### Task to complete
Quote the passage about Lorena's acting career and her play Angélique word for word, in full.

### Document segment
In Vancouver Lorena quickly became a mainstay of the thriving TV and film industry, appearing in multiple episodes of The X-Files, The Outer Limits, Smallville, and Battlestar Galactica, in features like The Butterfly Effect, The Chronicles of Riddick, and Things We Lost in the Fire, and in dozens of MOWs. It was on sets of movies like CBS's The Survivors' Club (2004) that I got to see Lorena's formidable acting talents up close, and hear the always intelligent, no-bullshit monologues on every aspect of human glory and stupidity for which, among her friends, she was famous.
As a playwright Lorena's reputation rests on a small but strong corpus of work. Angélique dramatizes the life and death of Marie Joseph Angélique, a Black slave hanged in 1734 for purportedly starting a fire that destroyed much of Montreal. In the play Angélique and her slave owners are sometimes 18th century characters, sometimes anachronistically contemporary. Lorena dedicated the play to her mother, "who slaved all her life for minimum wage and still managed to house, feed, clothe, and educate 5 children," and to her son. First staged in 1998 by Calgary's Alberta Theatre Projects, where it was nominated for a Betty Mitchell Award for Outstanding New Play, Angélique had productions in Detroit and New York in 1999, the latter nominated for eight Audelco (Harlem Black Theatre) awards. Playwrights Canada Press published Angélique in 2000.

### Dataset records
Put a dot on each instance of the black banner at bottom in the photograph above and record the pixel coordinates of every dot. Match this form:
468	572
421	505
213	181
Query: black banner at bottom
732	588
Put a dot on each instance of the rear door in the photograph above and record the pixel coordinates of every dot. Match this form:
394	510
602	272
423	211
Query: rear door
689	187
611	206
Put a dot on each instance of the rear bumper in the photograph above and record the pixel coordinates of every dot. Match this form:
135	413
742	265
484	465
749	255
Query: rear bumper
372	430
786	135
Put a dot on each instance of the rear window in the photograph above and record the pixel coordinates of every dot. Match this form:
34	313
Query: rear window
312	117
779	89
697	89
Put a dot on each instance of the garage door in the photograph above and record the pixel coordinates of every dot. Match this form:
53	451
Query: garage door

### Answer to the exercise
In Vancouver Lorena quickly became a mainstay of the thriving TV and film industry, appearing in multiple episodes of The X-Files, The Outer Limits, Smallville, and Battlestar Galactica, in features like The Butterfly Effect, The Chronicles of Riddick, and Things We Lost in the Fire, and in dozens of MOWs. It was on sets of movies like CBS's The Survivors' Club (2004) that I got to see Lorena's formidable acting talents up close, and hear the always intelligent, no-bullshit monologues on every aspect of human glory and stupidity for which, among her friends, she was famous.
As a playwright Lorena's reputation rests on a small but strong corpus of work. Angélique dramatizes the life and death of Marie Joseph Angélique, a Black slave hanged in 1734 for purportedly starting a fire that destroyed much of Montreal. In the play Angélique and her slave owners are sometimes 18th century characters, sometimes anachronistically contemporary. Lorena dedicated the play to her mother, "who slaved all her life for minimum wage and still managed to house, feed, clothe, and educate 5 children," and to her son. First staged in 1998 by Calgary's Alberta Theatre Projects, where it was nominated for a Betty Mitchell Award for Outstanding New Play, Angélique had productions in Detroit and New York in 1999, the latter nominated for eight Audelco (Harlem Black Theatre) awards. Playwrights Canada Press published Angélique in 2000.